(Point annotation dataset records)

■ ■ ■ ■

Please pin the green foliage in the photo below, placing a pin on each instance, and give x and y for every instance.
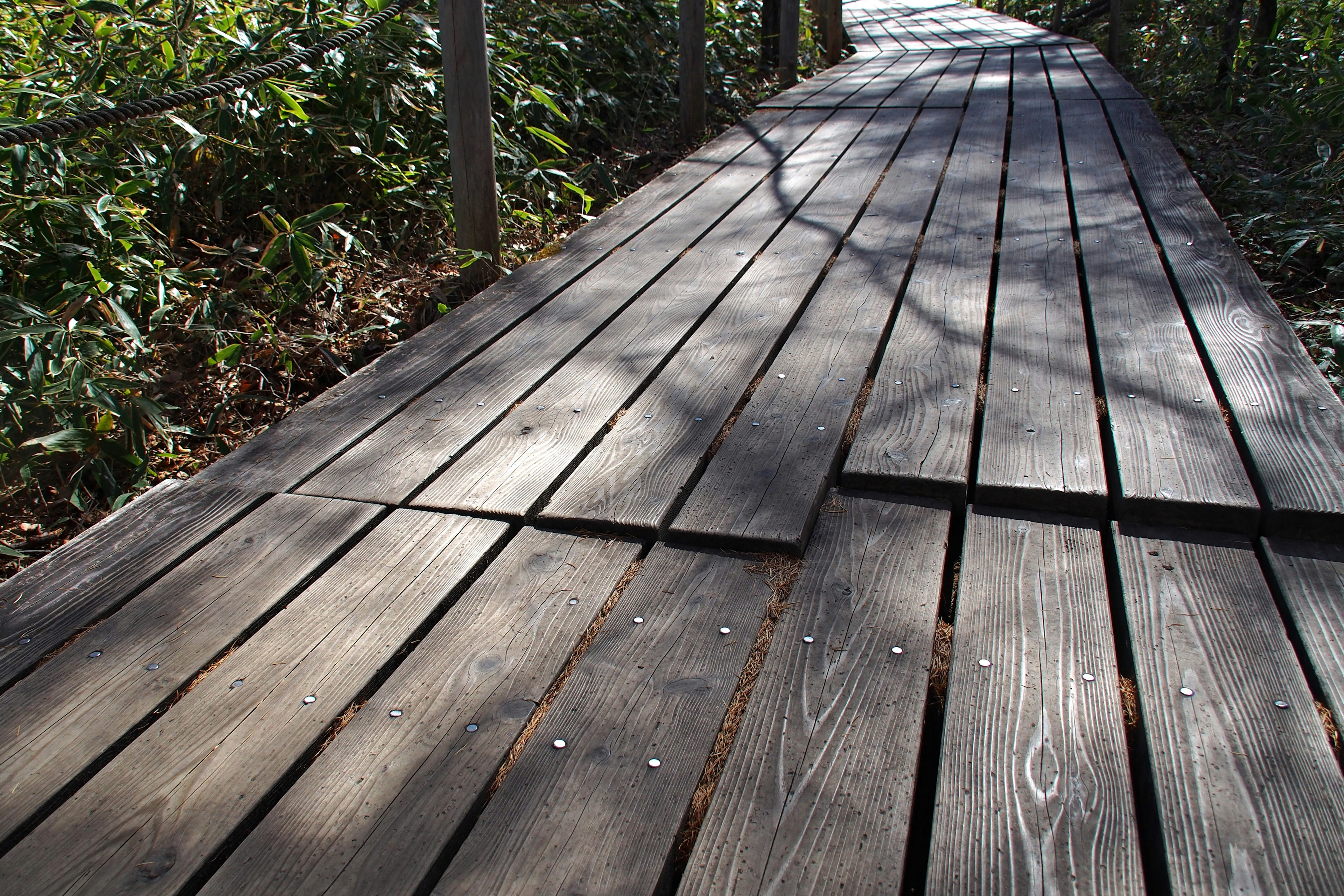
(1267, 144)
(225, 233)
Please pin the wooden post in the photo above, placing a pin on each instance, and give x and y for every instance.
(771, 33)
(788, 43)
(835, 33)
(691, 68)
(1113, 37)
(471, 141)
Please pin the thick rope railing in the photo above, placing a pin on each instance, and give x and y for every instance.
(43, 131)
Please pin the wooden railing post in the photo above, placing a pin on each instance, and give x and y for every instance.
(788, 43)
(691, 68)
(471, 141)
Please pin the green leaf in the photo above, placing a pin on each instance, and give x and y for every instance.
(320, 216)
(65, 441)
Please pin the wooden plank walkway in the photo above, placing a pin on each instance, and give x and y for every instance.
(487, 618)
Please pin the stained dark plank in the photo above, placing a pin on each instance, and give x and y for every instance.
(377, 809)
(634, 479)
(292, 449)
(174, 796)
(54, 598)
(816, 794)
(1034, 785)
(1289, 420)
(1311, 580)
(765, 484)
(1176, 463)
(394, 461)
(1041, 447)
(595, 817)
(518, 461)
(916, 434)
(1249, 796)
(84, 700)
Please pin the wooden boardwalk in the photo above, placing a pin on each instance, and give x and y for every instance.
(953, 324)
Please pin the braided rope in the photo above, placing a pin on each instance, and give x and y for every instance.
(49, 130)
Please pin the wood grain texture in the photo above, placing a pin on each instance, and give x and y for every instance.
(1251, 798)
(634, 479)
(174, 796)
(765, 484)
(595, 817)
(65, 715)
(1040, 447)
(815, 797)
(1034, 786)
(1311, 580)
(376, 811)
(1105, 80)
(915, 89)
(512, 467)
(50, 601)
(396, 460)
(1289, 420)
(1176, 463)
(917, 426)
(291, 449)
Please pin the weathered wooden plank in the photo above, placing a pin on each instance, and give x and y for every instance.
(392, 463)
(815, 797)
(175, 794)
(1176, 463)
(292, 449)
(955, 85)
(84, 700)
(765, 485)
(1311, 581)
(377, 809)
(1289, 420)
(1034, 786)
(917, 426)
(1104, 78)
(632, 480)
(1248, 793)
(75, 586)
(1040, 441)
(514, 465)
(915, 89)
(595, 817)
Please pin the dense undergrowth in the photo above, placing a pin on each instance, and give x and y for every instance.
(171, 287)
(1262, 130)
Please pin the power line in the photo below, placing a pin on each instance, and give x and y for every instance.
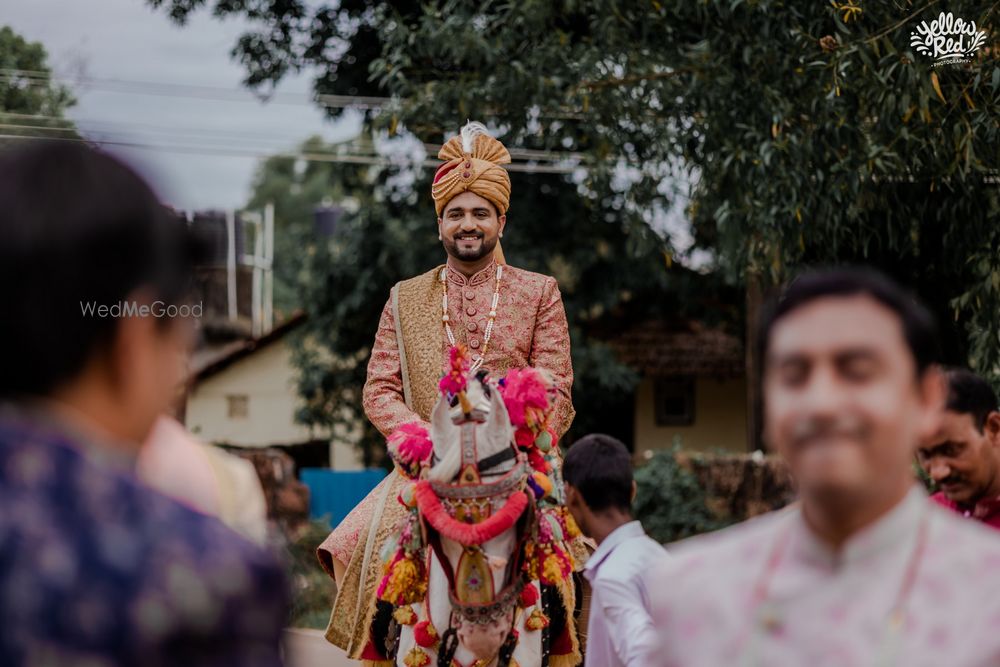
(185, 133)
(222, 93)
(308, 157)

■ ■ ■ ■

▸ WHAT NEEDS TO BE DONE
Write out the whole listing above word for word, leaving out the pictures.

▸ RESULT
Please pin the green foliage in the photo below, placing a pin on each instance, and give x and y for every instance.
(1267, 144)
(225, 233)
Please pin the wooden post in the photo above, placing a pin on each instance, and give x and y for every instance.
(771, 33)
(788, 43)
(835, 33)
(691, 68)
(1113, 37)
(471, 141)
Please pin the thick rope railing in the photo above, placing a pin on each instance, and give x and y for every instance.
(43, 131)
Please pin the wooden railing post in the photo above, placing a pin on each instance, and give x and y for every instance.
(788, 43)
(691, 68)
(471, 141)
Please pin the green leaf in the photo above, placing a pin on each instance, and give x and y for every instance.
(320, 216)
(65, 441)
Please pin the wooden plank walkway in the photo above, placing a pin on each instance, and give x and y for every instance.
(487, 618)
Please pin the stained dark plank in the photo above, placing a pin on each instance, and give x and y for every instance.
(377, 809)
(634, 479)
(292, 449)
(174, 796)
(54, 598)
(816, 794)
(1034, 785)
(1289, 420)
(1311, 580)
(765, 484)
(1176, 463)
(394, 461)
(1041, 447)
(595, 817)
(518, 461)
(916, 434)
(1249, 796)
(84, 700)
Please pin the wooden boardwalk in the photo above, placing a pin on each instance, and give x and y for every instance.
(953, 324)
Please pin the braided rope in the photo above, placing a pin on each instance, and give x and y for every instance.
(49, 130)
Please pin the wood grain texture in the photo above, placing a pin on each instance, and give x and y for every instance.
(1251, 798)
(634, 479)
(174, 796)
(765, 484)
(595, 817)
(65, 715)
(1040, 447)
(815, 797)
(1034, 786)
(1311, 580)
(376, 811)
(1105, 80)
(915, 89)
(512, 467)
(50, 601)
(396, 460)
(1289, 420)
(1176, 463)
(917, 426)
(291, 449)
Please pin the weathered wooden plank in the photo above, placing a pin on each instance, and give x and y for every instance.
(392, 463)
(815, 797)
(175, 794)
(1176, 463)
(292, 449)
(955, 85)
(84, 700)
(765, 485)
(1311, 581)
(377, 809)
(1289, 420)
(1034, 786)
(917, 426)
(1104, 78)
(632, 480)
(1248, 793)
(75, 586)
(1040, 441)
(514, 465)
(915, 89)
(595, 817)
Please pin the dense undergrowth in the photo above, placing a pin on each instance, and give x and y for every instance.
(171, 287)
(1262, 130)
Please pin the power line in the photo below, placing a pin on each instance, and give x and y for every instance.
(185, 133)
(222, 93)
(308, 157)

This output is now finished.